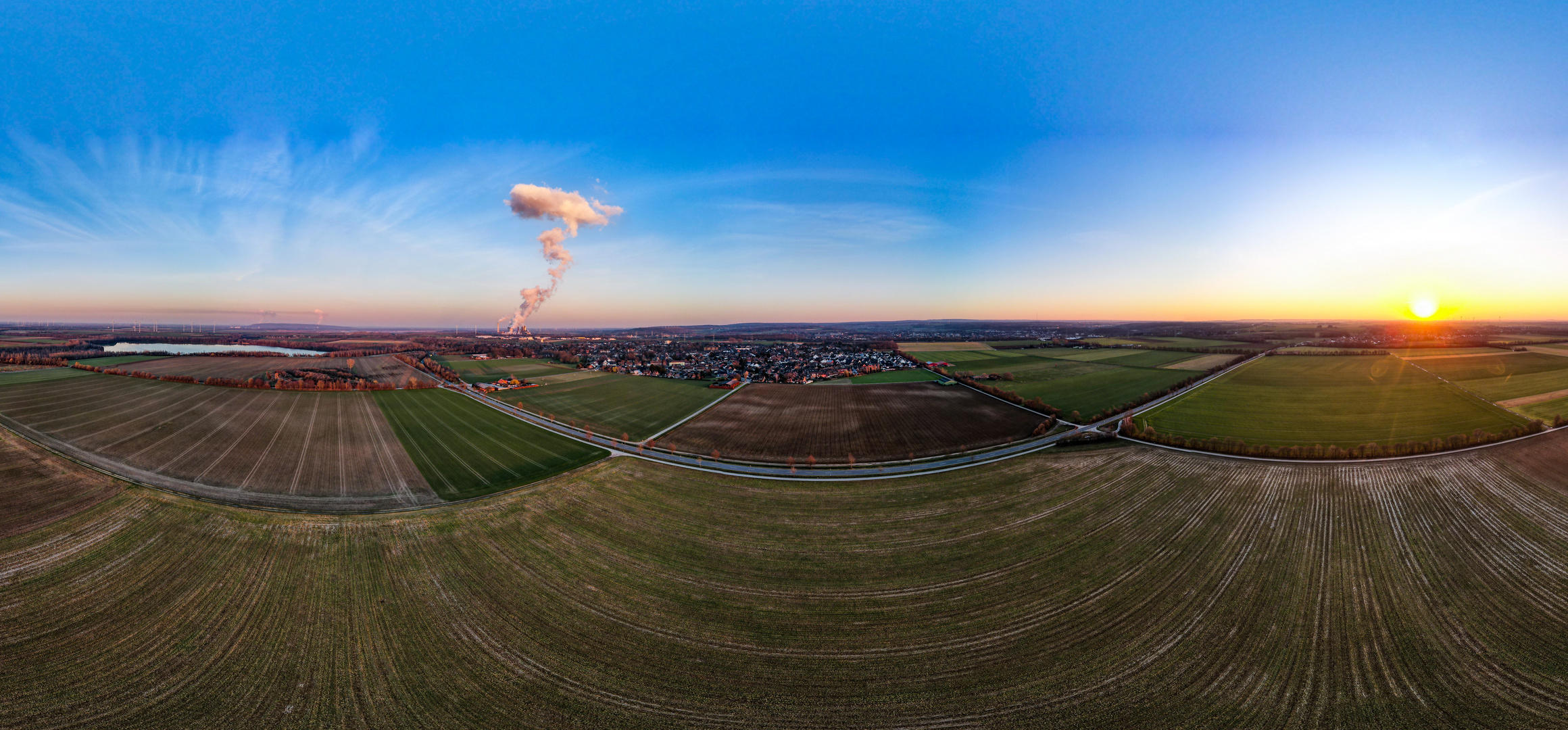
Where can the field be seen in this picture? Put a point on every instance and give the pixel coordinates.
(960, 356)
(1440, 351)
(38, 487)
(468, 450)
(1170, 342)
(1135, 358)
(1545, 411)
(493, 370)
(1119, 588)
(1200, 362)
(1504, 376)
(110, 362)
(301, 450)
(614, 405)
(1343, 400)
(381, 368)
(40, 375)
(1094, 392)
(918, 375)
(888, 422)
(1087, 386)
(924, 347)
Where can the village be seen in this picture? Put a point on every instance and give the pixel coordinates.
(741, 361)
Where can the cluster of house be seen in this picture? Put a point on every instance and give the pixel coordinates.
(741, 361)
(504, 383)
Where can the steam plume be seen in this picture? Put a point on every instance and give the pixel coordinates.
(572, 210)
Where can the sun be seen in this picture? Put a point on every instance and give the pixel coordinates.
(1424, 308)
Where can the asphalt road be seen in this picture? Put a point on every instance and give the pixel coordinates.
(830, 474)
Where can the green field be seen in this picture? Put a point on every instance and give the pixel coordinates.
(1438, 351)
(19, 376)
(1545, 411)
(1129, 358)
(1094, 392)
(919, 375)
(1031, 368)
(1092, 354)
(1344, 402)
(614, 405)
(510, 367)
(110, 362)
(1502, 378)
(466, 448)
(1094, 588)
(962, 356)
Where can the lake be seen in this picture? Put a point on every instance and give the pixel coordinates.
(185, 349)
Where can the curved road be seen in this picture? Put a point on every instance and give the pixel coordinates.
(830, 474)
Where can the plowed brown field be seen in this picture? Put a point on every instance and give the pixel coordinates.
(38, 487)
(381, 368)
(1121, 588)
(880, 422)
(306, 450)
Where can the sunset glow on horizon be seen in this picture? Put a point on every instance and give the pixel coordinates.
(1101, 176)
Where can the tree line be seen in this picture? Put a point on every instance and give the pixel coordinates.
(276, 383)
(1045, 408)
(430, 366)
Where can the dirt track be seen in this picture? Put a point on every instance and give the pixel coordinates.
(264, 447)
(1120, 588)
(877, 422)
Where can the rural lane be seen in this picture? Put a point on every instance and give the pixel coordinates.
(835, 474)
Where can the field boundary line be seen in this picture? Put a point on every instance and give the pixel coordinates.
(1344, 461)
(698, 412)
(695, 462)
(1532, 400)
(1468, 392)
(47, 445)
(1007, 402)
(1179, 393)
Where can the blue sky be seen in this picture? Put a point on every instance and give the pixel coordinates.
(199, 162)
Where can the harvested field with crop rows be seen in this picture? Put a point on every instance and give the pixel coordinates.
(1329, 400)
(877, 422)
(1114, 588)
(38, 487)
(239, 445)
(919, 375)
(466, 448)
(1502, 376)
(380, 368)
(522, 368)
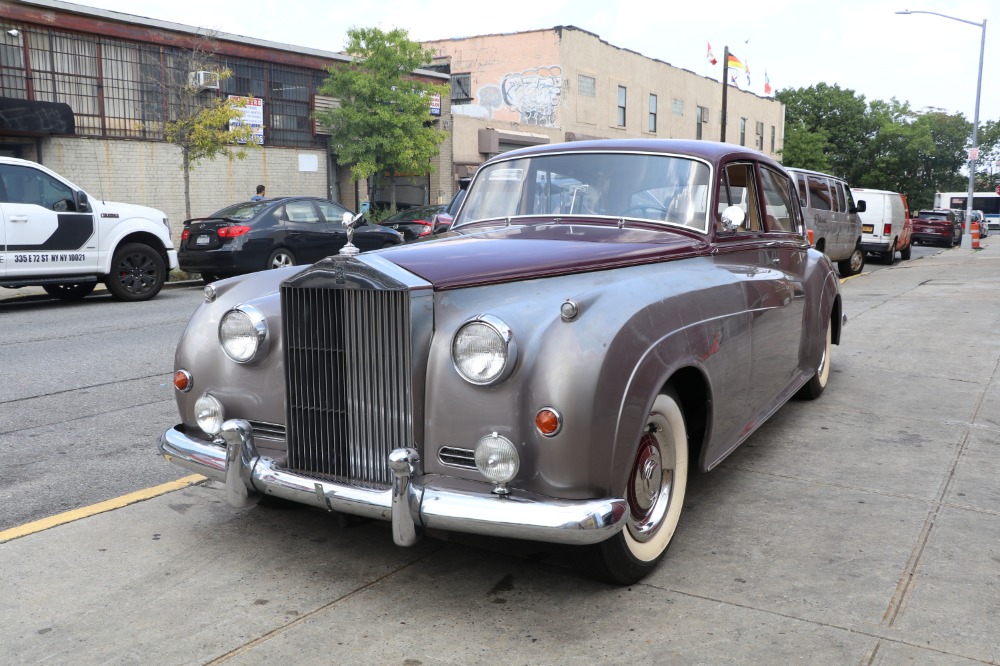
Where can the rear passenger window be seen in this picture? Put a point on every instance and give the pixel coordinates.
(819, 193)
(778, 202)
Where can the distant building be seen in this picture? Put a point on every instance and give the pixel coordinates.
(564, 84)
(82, 92)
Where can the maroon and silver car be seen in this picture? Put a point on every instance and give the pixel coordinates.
(603, 318)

+===+

Reproduce the records word for word, starting at the line with "Where can the blue" and continuing through the end of the records, with the pictures left out.

Where can the blue sky be seen in this picture? Put a point on every instance and give the pixel coordinates.
(199, 162)
Where can the harvested field with crop rows be seen in this picture? Put a point on every instance and give the pixel coordinates.
(1329, 400)
(877, 422)
(1114, 588)
(38, 487)
(239, 445)
(919, 375)
(466, 448)
(1502, 376)
(380, 368)
(522, 368)
Where can the rear passenger window be seen in this picture? Put a point on every instance and give the pixel coordinates.
(819, 193)
(778, 202)
Where can the distant building be seen in this picture? Put a point on every instance and give the pixel coordinates.
(564, 84)
(82, 92)
Where can the maroon and silver car be seen in this picture? Put a point on every instance and give the pixel coordinates.
(603, 318)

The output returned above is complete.